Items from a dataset
'''

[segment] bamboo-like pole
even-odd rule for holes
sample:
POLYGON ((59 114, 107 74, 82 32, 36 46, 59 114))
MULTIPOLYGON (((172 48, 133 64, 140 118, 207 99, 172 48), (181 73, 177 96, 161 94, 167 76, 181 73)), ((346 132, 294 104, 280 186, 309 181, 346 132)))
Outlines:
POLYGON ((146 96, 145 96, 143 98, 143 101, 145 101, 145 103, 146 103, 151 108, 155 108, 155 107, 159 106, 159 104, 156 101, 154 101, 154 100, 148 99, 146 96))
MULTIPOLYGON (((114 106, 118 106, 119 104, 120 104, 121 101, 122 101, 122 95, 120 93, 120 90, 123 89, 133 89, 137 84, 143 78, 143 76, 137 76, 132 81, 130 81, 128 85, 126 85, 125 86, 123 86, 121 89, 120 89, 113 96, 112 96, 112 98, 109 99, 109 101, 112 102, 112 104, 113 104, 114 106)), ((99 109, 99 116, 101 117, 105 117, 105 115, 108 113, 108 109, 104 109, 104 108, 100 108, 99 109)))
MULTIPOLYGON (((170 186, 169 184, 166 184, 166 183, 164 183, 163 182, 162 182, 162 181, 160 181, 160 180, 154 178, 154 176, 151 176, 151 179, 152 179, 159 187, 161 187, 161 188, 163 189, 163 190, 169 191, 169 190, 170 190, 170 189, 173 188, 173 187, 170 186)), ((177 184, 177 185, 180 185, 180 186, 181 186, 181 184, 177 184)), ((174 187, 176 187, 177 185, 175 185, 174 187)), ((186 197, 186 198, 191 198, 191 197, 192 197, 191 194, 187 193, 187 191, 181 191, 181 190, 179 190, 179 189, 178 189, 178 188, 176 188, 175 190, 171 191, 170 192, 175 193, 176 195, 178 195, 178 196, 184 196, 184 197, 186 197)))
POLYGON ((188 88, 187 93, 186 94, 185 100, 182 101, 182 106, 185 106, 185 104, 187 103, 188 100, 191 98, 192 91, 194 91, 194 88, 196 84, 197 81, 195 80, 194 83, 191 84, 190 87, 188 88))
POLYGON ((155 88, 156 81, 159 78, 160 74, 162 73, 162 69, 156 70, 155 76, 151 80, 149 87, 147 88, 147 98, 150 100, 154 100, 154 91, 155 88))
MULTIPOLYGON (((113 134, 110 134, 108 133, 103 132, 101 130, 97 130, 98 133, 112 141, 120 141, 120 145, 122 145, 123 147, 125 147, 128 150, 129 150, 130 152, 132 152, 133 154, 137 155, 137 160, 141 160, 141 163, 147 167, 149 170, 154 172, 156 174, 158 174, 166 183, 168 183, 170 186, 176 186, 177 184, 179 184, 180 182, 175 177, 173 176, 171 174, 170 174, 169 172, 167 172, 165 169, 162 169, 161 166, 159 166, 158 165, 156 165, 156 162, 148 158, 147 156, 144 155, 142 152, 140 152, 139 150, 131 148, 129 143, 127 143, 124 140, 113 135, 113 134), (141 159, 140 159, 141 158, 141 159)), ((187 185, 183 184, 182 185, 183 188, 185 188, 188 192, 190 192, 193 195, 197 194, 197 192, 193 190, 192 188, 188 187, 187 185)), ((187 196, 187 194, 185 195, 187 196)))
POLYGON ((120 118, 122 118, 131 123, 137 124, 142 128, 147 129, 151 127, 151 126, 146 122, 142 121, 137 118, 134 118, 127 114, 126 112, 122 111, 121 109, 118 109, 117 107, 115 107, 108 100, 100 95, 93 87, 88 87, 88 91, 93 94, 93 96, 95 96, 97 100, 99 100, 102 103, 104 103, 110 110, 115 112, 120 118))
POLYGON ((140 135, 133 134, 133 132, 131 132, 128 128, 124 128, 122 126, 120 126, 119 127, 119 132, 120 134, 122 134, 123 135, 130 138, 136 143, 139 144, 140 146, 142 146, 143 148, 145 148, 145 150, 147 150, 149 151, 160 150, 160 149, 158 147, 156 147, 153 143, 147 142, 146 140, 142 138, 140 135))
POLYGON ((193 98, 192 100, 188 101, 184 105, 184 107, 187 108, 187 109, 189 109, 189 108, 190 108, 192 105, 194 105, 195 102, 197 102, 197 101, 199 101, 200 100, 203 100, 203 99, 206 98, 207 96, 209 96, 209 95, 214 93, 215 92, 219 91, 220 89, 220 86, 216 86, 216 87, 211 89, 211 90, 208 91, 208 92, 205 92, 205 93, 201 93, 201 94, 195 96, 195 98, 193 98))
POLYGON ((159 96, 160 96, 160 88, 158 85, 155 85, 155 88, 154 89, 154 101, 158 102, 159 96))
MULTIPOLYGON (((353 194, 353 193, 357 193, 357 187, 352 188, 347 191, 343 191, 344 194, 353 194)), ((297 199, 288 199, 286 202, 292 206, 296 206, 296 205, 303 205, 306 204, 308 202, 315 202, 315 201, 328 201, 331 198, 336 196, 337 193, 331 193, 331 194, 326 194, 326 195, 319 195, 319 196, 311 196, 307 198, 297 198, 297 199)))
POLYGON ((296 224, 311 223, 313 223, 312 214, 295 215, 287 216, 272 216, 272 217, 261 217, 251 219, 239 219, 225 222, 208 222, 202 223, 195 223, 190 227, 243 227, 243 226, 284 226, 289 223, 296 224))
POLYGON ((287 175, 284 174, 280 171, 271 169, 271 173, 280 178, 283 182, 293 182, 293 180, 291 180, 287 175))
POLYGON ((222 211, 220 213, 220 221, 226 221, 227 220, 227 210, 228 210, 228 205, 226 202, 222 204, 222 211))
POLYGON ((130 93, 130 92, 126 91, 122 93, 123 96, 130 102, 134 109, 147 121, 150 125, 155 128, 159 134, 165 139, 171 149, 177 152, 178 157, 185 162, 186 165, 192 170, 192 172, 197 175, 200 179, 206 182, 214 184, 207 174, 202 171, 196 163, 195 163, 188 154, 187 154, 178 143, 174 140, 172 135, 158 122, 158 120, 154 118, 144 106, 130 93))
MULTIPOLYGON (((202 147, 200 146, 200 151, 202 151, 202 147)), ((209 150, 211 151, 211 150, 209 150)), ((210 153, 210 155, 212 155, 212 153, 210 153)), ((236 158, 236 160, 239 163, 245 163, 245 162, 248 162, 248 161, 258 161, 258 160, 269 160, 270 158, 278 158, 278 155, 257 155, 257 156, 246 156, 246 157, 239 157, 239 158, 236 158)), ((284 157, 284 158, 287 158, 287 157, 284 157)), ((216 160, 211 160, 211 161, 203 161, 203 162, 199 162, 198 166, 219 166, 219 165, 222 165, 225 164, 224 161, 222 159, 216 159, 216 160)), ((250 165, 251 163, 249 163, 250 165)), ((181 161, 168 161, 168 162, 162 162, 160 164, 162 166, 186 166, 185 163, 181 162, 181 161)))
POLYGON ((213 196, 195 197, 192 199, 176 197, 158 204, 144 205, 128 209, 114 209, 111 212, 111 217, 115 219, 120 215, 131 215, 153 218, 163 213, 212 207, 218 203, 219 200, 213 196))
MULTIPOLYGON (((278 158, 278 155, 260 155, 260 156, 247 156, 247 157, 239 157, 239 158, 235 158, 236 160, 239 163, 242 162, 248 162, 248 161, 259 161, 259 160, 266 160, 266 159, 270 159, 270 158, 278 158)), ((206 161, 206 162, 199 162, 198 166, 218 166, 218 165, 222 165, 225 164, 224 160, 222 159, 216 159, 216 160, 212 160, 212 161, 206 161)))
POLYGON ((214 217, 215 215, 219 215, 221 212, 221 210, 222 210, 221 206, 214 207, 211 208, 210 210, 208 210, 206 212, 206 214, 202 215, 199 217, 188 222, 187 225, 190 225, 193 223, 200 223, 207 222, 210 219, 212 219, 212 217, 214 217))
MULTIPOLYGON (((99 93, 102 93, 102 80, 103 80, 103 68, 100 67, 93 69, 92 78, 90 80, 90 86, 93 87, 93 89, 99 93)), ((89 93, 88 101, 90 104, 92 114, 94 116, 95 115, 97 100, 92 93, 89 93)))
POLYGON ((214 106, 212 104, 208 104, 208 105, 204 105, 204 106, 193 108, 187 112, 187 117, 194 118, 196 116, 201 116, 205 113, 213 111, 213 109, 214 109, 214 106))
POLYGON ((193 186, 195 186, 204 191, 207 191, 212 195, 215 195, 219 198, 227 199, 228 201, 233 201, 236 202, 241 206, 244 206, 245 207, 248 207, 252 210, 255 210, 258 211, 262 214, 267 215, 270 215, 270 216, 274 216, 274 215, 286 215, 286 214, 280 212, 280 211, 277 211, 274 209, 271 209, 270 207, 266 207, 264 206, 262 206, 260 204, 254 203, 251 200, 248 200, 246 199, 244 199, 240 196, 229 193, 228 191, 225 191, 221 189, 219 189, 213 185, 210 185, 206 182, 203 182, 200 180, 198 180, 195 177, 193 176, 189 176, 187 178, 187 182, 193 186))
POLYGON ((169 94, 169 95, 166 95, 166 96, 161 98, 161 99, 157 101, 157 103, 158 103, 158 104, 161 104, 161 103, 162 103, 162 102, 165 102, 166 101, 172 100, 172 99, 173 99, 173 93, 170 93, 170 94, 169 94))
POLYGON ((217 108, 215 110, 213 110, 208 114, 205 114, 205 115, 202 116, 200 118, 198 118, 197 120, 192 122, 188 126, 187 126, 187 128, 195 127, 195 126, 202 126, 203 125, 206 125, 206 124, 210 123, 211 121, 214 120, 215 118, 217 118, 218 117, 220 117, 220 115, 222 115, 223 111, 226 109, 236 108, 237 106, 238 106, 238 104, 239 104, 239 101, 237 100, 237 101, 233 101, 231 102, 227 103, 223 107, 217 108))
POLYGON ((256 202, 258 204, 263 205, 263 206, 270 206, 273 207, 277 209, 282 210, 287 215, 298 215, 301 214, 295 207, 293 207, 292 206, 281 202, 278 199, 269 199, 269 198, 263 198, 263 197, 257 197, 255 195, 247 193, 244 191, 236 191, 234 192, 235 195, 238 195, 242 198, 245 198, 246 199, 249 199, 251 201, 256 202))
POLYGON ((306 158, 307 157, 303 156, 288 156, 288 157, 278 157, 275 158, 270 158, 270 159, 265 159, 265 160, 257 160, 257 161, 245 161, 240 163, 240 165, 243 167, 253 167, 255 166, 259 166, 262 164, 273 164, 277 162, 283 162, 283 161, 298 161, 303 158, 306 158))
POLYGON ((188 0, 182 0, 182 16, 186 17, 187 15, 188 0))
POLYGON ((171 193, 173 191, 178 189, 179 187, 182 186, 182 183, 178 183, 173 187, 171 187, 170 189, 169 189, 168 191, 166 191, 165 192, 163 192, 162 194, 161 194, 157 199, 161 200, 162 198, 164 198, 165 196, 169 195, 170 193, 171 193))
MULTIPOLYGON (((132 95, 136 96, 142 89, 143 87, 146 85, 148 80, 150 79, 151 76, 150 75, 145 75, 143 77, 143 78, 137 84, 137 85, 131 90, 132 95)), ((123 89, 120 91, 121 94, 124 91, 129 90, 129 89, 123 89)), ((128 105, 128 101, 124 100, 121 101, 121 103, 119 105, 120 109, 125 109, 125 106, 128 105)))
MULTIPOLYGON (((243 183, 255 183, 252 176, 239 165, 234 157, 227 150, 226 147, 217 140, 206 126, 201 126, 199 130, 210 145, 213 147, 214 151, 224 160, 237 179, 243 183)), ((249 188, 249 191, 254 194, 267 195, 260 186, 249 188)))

'''

Task to carry out: Extract the items from the start of the list through the line containing "MULTIPOLYGON (((114 106, 118", including that line.

Final result:
[segment] bamboo-like pole
even-odd rule for holes
sample:
POLYGON ((59 114, 107 74, 82 32, 36 46, 59 114))
MULTIPOLYGON (((172 48, 133 64, 140 118, 207 99, 172 48), (181 73, 177 96, 161 94, 167 76, 181 73)), ((346 132, 294 104, 280 186, 309 181, 346 132)))
Outlines:
POLYGON ((146 96, 145 96, 143 98, 143 101, 145 101, 145 103, 146 103, 151 108, 155 108, 155 107, 159 106, 159 104, 156 101, 154 101, 154 100, 148 99, 146 96))
MULTIPOLYGON (((114 106, 118 106, 119 104, 120 104, 121 101, 122 101, 122 95, 120 93, 120 90, 123 89, 133 89, 137 84, 143 78, 143 76, 137 76, 132 81, 130 81, 128 85, 126 85, 125 86, 123 86, 121 89, 120 89, 113 96, 112 96, 112 98, 109 99, 109 101, 112 102, 112 104, 113 104, 114 106)), ((99 109, 99 116, 101 117, 105 117, 105 115, 108 113, 108 109, 104 109, 104 108, 100 108, 99 109)))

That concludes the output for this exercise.